● Exercício A
Responda, com base no texto sobre as mulheres no socialismo:
(i) Quem fez a tradução para o português?
(ii) Segundo o estudo comparativo, quantas vezes mais orgasmos as mulheres do leste tinham em relação às ocidentais?
(iii) Que idade tinha Ana Durcheva no encontro de 2011?
● Exercício B
Transcreva do texto sobre as mulheres no socialismo o trecho que começa em "Quando os americanos" e termina em "comunismo gozavam mais.".
● Exercício C
Retome o texto sobre as mulheres no socialismo a partir do ponto em que ele para.

● Texto selecionado
┄┄┄┄┄┄┄┄┄┄

Friday, December 01, 2017

Por que as mulheres transavam melhor no Socialismo


. texto de Kristen R. Ghodsee (professora de Estudos da Rússia e Leste Europeu na Universidade da Pensilvânia) publicado originalmente no NY Times (eca) em agosto deste ano
. traduzido por Adelaide Ivánova na série "é doutrinação esquerdista suficiente ou tá pouco?", inventada e liderada por ela mesma
. link pro originial em inglês: 

https://www.nytimes.com/2017/08/12/opinion/why-women-had-better-sex-under-socialism.html?_r=0 


family values
chapa da amiga flávio morgado


Quando os americanos pensam no comunismo do leste europeu, eles imaginam restrições de viagem, paisagens sombrias de concreto cinzento, homens e mulheres miseráveis ​ em longas filas para comprar em mercados vazios e serviços secreto perseguindo a vida privada dos cidadãos. Embora muito disso fosse verdade, nosso estereótipo coletivo da vida comunista não dá conta da história toda.

As mulheres do bloco oriental gozavam de muitos direitos e privilégios desconhecidos nas democracias liberais da época, incluindo os principais investimentos do Estado em educação e treinamento, sua incorporação total na força de trabalho, generosas licenças-maternidade e garantia de assistência gratuita à criança. Mas há uma vantagem que recebeu pouca atenção: mulheres sob o comunismo gozavam mais.

Um estudo sociológico comparativo de alemães do leste e do oeste realizado após a reunificação em 1990 descobriu que as mulheres do leste tinham duas vezes mais orgasmos que as mulheres ocidentais. Os pesquisadores ficaram maravilhados com essa disparidade na satisfação sexual relatada, especialmente porque as mulheres da Alemanha de Leste tinham dupla jornada de trabalho -- o formal e o doméstico. Em contraste, as mulheres da Alemanha Ocidental pós-guerra ficaram em casa e gozavam de todos os dispositivos produzidos pela economia capitalista. Mas elas transavam menos e o sexo era menos satisfatório pra elas do que para as mulheres que tinham que entrar na fila para comprar papel higiênico [as do leste comunista].

Como explicar essa faceta da vida por trás da cortina de ferro?

Ana Durcheva, da Bulgária, tinha 65 anos quando a conheci, em 2011. Tendo vivido seus primeiros 43 anos sob o comunismo, muitas vezes se queixava de que o novo mercado livre impediu a capacidade dos búlgaros de desenvolver relacionamentos amorosos saudáveis.

┄┄┄┄┄┄┄┄┄┄

● Material fornecido
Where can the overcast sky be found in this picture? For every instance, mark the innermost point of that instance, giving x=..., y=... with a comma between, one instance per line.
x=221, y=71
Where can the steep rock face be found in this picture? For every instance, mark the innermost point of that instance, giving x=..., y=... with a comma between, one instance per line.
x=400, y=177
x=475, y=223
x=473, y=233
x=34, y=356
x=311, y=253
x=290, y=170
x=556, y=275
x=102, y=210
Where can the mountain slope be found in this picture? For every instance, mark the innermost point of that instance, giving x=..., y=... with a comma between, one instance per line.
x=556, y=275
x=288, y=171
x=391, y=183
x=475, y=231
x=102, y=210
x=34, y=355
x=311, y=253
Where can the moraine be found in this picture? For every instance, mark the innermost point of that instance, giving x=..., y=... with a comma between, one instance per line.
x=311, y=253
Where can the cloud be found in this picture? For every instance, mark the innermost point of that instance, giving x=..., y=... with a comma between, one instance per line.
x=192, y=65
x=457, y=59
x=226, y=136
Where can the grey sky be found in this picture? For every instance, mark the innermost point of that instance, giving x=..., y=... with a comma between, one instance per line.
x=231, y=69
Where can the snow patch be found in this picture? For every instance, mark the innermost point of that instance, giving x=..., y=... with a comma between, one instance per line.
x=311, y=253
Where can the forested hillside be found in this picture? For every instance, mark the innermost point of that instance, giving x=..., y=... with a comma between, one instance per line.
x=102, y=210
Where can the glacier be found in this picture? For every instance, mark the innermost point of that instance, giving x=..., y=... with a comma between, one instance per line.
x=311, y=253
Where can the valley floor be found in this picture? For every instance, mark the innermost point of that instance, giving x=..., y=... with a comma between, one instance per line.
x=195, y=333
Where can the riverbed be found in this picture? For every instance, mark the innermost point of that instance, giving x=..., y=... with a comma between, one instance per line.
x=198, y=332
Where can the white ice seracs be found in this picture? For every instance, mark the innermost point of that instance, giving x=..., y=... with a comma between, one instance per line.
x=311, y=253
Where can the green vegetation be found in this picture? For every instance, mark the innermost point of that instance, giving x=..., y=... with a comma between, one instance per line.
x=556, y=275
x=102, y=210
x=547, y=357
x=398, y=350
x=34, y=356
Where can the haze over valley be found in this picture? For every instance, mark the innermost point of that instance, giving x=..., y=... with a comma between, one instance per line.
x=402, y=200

┄┄┄┄┄┄┄┄┄┄

● Resultado A
(i) Adelaide Ivánova.
(ii) Duas vezes mais.
(iii) 65 anos.

● Resultado B
Quando os americanos pensam no comunismo do leste europeu, eles imaginam restrições de viagem, paisagens sombrias de concreto cinzento, homens e mulheres miseráveis ​ em longas filas para comprar em mercados vazios e serviços secreto perseguindo a vida privada dos cidadãos. Embora muito disso fosse verdade, nosso estereótipo coletivo da vida comunista não dá conta da história toda.

As mulheres do bloco oriental gozavam de muitos direitos e privilégios desconhecidos nas democracias liberais da época, incluindo os principais investimentos do Estado em educação e treinamento, sua incorporação total na força de trabalho, generosas licenças-maternidade e garantia de assistência gratuita à criança. Mas há uma vantagem que recebeu pouca atenção: mulheres sob o comunismo gozavam mais.

● Resultado C
"Claro, algumas coisas foram ruins durante esse tempo, mas minha vida estava cheia de romance", disse ela. "Depois do meu divórcio, eu tinha meu trabalho e meu salário, e não precisava de um homem para me apoiar. Eu podia fazer o que quisesse".

Dona Durcheva foi uma mãe solteira há muitos anos, mas insistiu que a sua vida antes de 1989 era mais gratificante do que a vida de sua filha, que nasceu no final da década de 1970.

"Tudo o que ela faz é trabalhar e trabalhar", disse Dona Durcheva em 2013, "e quando ela chega em casa, à noite, ela está muito cansada para estar com seu marido. Mas não importa, porque ele também está cansado. Eles se sentam juntos na frente da televisão como zumbis. Quando eu tinha a idade deles, nós nos divertíamos muito mais".

No ano passado, em Jena, uma cidade universitária da antiga Alemanha Oriental, conversei com uma jovem recém-casada, de 30 anos, chamada Daniela Gruber. Sua própria mãe -- nascida e criada sob o sistema comunista -- estava pressionando-a para ter um bebê.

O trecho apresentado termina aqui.